■ **TASK REQUIREMENTS**: In the entries below, find the line containing "Target: flower bud" and the line containing "Target: dark green foliage". Copy those two lines and everything between them exactly, and only that.

■ **MATERIALS PROVIDED**:
•••
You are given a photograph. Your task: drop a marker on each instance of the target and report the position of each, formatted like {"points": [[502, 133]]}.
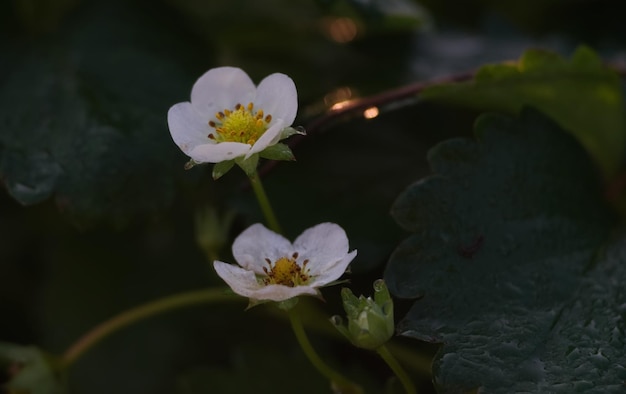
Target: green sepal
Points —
{"points": [[221, 168], [370, 321], [248, 165], [288, 304], [191, 164], [278, 151], [289, 131]]}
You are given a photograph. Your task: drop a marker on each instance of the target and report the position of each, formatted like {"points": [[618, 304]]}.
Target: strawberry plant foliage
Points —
{"points": [[581, 94], [83, 119], [508, 263]]}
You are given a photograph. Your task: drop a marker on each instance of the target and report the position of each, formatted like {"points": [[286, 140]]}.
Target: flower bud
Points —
{"points": [[370, 321]]}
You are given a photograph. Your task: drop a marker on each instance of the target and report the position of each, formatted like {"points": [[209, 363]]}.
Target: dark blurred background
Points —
{"points": [[97, 214]]}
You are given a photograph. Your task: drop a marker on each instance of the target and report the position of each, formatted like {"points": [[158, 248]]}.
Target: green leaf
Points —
{"points": [[278, 151], [29, 369], [83, 113], [507, 231], [581, 94], [221, 168]]}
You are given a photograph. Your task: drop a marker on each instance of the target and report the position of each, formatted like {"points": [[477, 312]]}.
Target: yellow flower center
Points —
{"points": [[242, 124], [286, 271]]}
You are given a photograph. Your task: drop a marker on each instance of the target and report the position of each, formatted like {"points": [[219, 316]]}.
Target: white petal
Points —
{"points": [[277, 96], [281, 293], [187, 127], [269, 138], [332, 271], [221, 88], [215, 153], [242, 282], [325, 243], [256, 243]]}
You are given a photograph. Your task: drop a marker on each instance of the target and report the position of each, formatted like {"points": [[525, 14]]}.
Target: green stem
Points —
{"points": [[131, 316], [264, 202], [386, 355], [341, 383]]}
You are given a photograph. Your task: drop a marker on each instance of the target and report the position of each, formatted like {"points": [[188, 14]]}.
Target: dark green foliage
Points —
{"points": [[506, 261]]}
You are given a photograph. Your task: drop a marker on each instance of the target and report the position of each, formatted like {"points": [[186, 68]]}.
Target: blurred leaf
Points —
{"points": [[384, 14], [580, 94], [506, 232], [29, 371], [83, 113]]}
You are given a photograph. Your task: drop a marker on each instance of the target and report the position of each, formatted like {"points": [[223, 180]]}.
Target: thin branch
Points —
{"points": [[356, 107]]}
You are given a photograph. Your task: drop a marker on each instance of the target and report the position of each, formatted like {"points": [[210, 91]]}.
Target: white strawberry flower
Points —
{"points": [[229, 118], [273, 269]]}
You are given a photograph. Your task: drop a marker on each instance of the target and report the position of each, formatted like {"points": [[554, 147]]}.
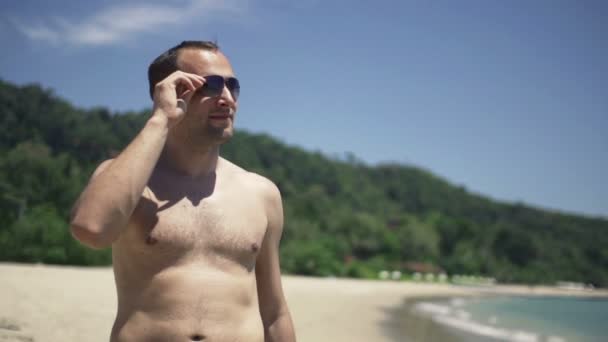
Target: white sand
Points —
{"points": [[59, 304]]}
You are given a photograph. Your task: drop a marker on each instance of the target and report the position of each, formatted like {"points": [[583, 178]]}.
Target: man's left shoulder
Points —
{"points": [[263, 186]]}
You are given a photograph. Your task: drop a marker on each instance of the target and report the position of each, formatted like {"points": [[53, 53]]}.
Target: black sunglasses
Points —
{"points": [[214, 86]]}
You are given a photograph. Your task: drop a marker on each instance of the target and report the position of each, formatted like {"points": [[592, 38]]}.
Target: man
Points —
{"points": [[194, 237]]}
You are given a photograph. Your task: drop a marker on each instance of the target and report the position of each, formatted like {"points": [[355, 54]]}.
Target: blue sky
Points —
{"points": [[508, 98]]}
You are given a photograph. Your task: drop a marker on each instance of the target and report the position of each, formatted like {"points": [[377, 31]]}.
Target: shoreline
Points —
{"points": [[69, 303]]}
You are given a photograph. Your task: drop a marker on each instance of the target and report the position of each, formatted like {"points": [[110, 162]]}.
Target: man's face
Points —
{"points": [[208, 120]]}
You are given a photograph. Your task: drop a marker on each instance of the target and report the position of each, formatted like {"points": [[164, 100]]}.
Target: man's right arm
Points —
{"points": [[106, 204]]}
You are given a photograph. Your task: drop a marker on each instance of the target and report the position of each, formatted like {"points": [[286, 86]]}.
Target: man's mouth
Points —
{"points": [[220, 116]]}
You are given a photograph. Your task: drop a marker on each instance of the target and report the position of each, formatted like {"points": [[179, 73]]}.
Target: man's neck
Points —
{"points": [[193, 163]]}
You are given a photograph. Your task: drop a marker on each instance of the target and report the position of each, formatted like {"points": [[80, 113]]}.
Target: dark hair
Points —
{"points": [[165, 64]]}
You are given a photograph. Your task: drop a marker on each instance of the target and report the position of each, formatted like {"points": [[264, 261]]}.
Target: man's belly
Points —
{"points": [[187, 304]]}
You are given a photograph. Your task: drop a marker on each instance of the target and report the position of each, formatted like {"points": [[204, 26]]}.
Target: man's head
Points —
{"points": [[210, 116]]}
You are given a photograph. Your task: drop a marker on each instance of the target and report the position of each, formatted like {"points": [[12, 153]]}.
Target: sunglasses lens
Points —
{"points": [[213, 85], [234, 87]]}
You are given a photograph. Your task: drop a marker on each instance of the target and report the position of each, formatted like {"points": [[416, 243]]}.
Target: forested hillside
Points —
{"points": [[342, 217]]}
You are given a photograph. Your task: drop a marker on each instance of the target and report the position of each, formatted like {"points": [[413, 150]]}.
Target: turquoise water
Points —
{"points": [[572, 319]]}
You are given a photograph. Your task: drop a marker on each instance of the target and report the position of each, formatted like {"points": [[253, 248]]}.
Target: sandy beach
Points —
{"points": [[56, 303]]}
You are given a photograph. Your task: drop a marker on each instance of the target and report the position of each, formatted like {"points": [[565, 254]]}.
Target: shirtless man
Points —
{"points": [[194, 237]]}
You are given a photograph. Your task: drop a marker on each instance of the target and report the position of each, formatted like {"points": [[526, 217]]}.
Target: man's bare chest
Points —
{"points": [[229, 227]]}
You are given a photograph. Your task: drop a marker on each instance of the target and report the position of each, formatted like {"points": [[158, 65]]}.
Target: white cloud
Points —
{"points": [[118, 23]]}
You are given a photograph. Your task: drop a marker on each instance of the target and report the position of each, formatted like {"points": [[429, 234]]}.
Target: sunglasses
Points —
{"points": [[214, 86]]}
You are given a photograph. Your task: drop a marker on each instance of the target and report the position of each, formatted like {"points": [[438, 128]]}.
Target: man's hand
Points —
{"points": [[171, 95]]}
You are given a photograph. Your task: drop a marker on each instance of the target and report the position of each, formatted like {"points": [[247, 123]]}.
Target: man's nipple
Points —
{"points": [[150, 240]]}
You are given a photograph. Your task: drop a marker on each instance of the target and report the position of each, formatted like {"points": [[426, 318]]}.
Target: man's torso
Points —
{"points": [[184, 266]]}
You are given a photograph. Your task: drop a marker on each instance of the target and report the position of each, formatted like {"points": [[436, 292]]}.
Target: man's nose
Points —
{"points": [[226, 99]]}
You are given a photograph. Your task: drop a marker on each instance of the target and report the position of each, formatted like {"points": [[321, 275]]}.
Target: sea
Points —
{"points": [[508, 318]]}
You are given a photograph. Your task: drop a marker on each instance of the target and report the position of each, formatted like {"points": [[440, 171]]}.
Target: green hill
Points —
{"points": [[342, 217]]}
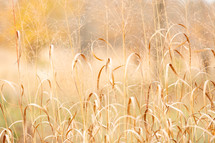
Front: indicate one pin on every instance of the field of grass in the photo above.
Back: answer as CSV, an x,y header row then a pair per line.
x,y
107,71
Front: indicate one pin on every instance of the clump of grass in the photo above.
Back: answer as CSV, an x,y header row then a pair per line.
x,y
155,94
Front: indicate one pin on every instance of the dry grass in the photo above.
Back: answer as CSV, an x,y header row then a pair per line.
x,y
133,82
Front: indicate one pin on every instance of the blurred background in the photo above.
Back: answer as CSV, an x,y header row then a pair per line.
x,y
72,25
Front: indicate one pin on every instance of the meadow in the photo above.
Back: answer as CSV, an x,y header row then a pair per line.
x,y
107,71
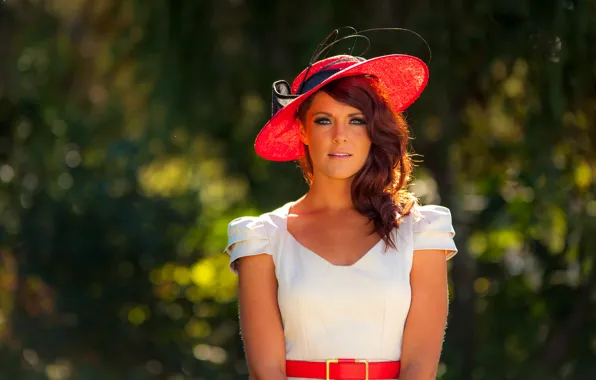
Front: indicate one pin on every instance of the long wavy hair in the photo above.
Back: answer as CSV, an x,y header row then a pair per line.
x,y
379,189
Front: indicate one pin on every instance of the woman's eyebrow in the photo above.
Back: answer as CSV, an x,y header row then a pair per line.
x,y
328,114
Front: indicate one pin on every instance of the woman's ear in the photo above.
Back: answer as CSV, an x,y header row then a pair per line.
x,y
302,131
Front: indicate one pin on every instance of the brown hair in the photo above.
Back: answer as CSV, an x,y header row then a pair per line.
x,y
379,190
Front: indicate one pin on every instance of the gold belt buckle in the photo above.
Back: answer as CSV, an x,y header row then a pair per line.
x,y
327,362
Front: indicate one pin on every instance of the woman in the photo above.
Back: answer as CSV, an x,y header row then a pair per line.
x,y
349,281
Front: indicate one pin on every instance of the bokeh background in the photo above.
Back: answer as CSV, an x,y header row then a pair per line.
x,y
126,133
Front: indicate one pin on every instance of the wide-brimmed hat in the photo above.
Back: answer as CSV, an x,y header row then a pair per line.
x,y
401,79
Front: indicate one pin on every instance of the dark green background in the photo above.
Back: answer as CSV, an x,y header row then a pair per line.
x,y
126,132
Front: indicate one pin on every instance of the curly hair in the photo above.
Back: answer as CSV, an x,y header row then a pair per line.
x,y
379,189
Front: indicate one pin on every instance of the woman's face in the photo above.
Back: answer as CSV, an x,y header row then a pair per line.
x,y
337,137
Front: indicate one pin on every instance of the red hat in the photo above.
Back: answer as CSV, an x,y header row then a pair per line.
x,y
402,78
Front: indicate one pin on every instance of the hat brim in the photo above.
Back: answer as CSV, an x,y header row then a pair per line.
x,y
402,78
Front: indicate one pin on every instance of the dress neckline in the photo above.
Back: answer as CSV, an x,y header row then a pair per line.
x,y
286,212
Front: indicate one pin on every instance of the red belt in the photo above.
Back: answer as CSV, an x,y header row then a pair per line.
x,y
343,369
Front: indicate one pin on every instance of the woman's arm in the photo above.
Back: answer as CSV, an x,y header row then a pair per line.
x,y
260,319
425,326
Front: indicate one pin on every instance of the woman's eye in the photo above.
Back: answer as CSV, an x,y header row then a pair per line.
x,y
322,121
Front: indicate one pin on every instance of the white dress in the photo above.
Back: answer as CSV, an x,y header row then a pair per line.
x,y
330,311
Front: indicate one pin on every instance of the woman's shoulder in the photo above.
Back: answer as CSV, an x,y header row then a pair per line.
x,y
432,228
255,235
426,214
270,220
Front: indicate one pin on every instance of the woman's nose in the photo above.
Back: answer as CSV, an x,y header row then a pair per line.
x,y
340,133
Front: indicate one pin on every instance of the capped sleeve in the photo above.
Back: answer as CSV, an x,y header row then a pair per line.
x,y
433,230
247,236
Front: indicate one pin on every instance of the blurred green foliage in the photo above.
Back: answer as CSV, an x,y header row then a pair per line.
x,y
126,131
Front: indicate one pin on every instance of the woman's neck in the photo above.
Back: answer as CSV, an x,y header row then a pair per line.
x,y
329,195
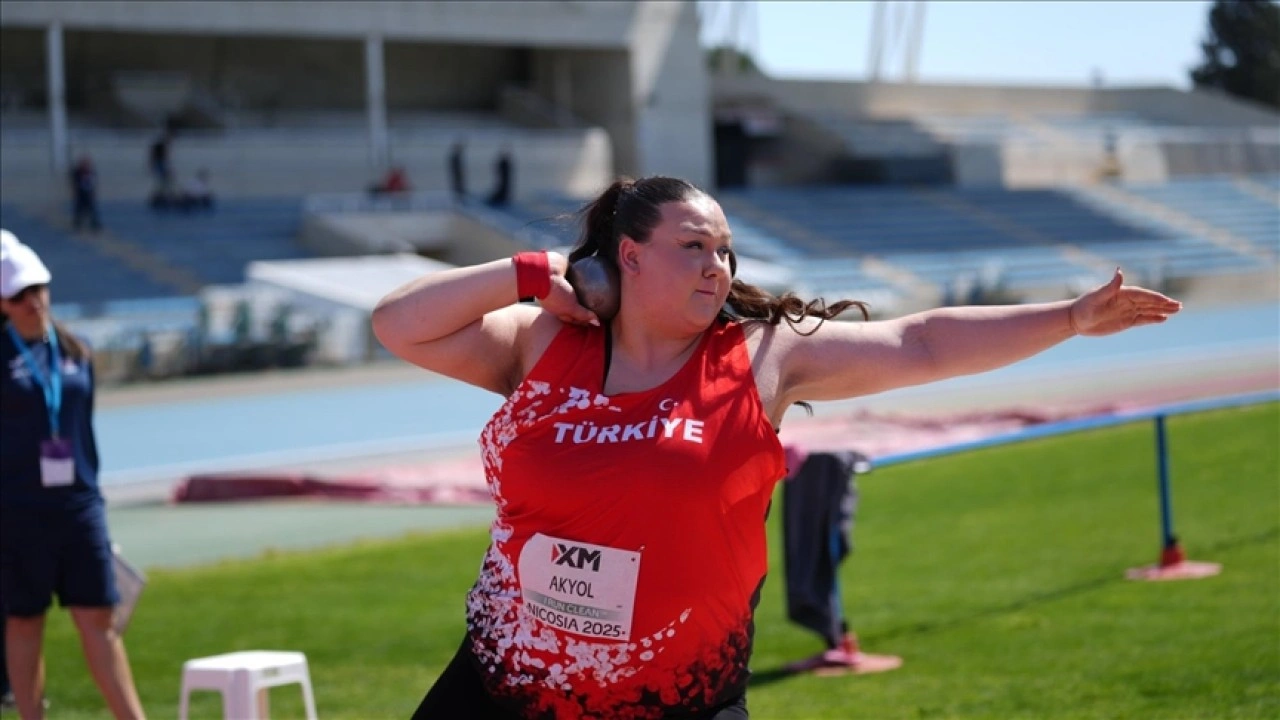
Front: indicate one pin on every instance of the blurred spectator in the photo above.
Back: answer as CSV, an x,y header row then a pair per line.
x,y
159,162
396,182
819,504
501,195
85,195
457,172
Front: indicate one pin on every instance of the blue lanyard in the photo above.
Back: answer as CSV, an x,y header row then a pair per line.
x,y
53,384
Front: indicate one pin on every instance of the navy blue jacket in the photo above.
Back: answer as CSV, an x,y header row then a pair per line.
x,y
24,423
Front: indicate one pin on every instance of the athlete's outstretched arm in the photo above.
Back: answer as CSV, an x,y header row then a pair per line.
x,y
850,359
464,323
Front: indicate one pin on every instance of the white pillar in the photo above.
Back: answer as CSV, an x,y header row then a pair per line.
x,y
55,80
375,83
562,87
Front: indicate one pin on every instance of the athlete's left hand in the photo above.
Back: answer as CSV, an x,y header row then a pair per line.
x,y
1115,306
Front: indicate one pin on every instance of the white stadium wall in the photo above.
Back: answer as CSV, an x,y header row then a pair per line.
x,y
630,72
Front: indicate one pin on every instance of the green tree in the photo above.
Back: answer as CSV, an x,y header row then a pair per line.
x,y
1242,50
737,60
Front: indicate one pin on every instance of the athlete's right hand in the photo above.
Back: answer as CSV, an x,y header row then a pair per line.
x,y
562,301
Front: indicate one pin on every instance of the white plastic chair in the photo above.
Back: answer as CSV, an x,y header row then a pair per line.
x,y
242,678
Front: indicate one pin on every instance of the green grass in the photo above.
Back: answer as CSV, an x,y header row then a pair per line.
x,y
997,574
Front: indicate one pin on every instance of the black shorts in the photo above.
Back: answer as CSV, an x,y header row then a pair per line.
x,y
458,692
54,551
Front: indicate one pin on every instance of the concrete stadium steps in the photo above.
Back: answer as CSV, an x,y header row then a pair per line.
x,y
1027,268
214,246
87,268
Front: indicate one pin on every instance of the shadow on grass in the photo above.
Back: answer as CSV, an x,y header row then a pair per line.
x,y
775,674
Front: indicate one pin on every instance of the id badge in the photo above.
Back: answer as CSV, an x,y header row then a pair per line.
x,y
589,589
56,465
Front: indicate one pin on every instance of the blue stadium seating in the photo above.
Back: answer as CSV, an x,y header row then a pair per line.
x,y
1220,201
82,272
213,246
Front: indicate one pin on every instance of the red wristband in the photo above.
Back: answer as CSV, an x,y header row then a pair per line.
x,y
533,274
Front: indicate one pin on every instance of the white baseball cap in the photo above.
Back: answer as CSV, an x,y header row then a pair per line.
x,y
19,267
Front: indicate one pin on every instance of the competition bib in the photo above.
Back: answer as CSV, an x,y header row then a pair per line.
x,y
583,588
56,464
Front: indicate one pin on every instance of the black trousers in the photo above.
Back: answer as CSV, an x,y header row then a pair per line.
x,y
458,693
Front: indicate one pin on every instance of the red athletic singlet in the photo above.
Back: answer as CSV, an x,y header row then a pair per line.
x,y
629,548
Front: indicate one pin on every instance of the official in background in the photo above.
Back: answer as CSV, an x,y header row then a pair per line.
x,y
53,518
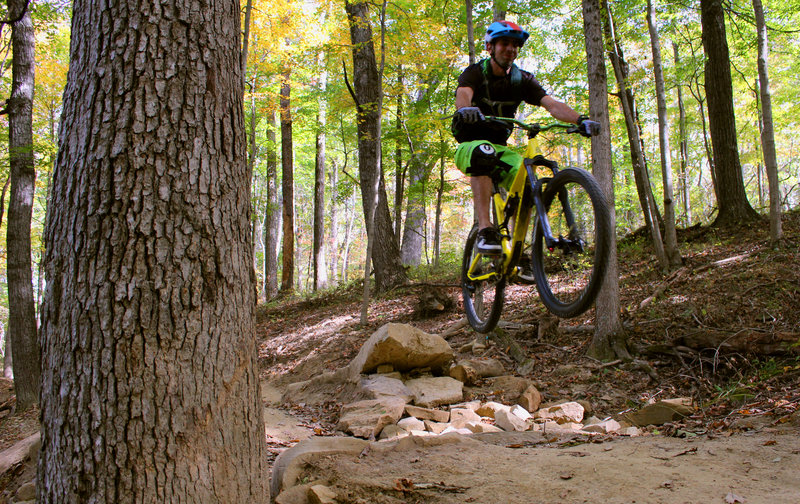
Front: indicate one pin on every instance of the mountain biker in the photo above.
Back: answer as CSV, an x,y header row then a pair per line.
•••
■ **WRITTEN ANSWER**:
Target: flower bud
Points —
{"points": [[370, 321]]}
You are given a photograph. Your task: drop a marker on each instance of the target and report the position of each, formatted like {"points": [[209, 363]]}.
Target: dark blurred background
Points —
{"points": [[97, 214]]}
You are given a photograph. Your task: drop a marker on each instance of the target and report the position of each, formatted like {"points": [[158, 248]]}.
Target: green leaf
Points —
{"points": [[278, 151], [29, 369], [83, 113], [507, 231], [581, 94], [221, 168]]}
You are given a photograph. Your task: drop a marker on each instance of the target and report the position of each, formatted like {"points": [[477, 312]]}.
Target: yellow flower center
Points —
{"points": [[242, 124], [286, 271]]}
You are given a photograph. Your task: drop a marker on each instance of the target and report the position of each, formatted like {"points": [[219, 316]]}.
Target: white petal
Points —
{"points": [[277, 96], [281, 293], [187, 127], [269, 138], [332, 271], [221, 88], [215, 153], [242, 282], [325, 243], [256, 243]]}
You are given a photograph. Your task: drop a marker on each instance of the target and report the position of each, formatted like {"points": [[525, 14]]}.
Target: green stem
Points —
{"points": [[131, 316], [264, 202], [386, 355], [341, 383]]}
You are given a photograph. Your task: drop a marker on each instance of the target and report the position of each, formatted like {"points": [[188, 14]]}.
Target: dark green foliage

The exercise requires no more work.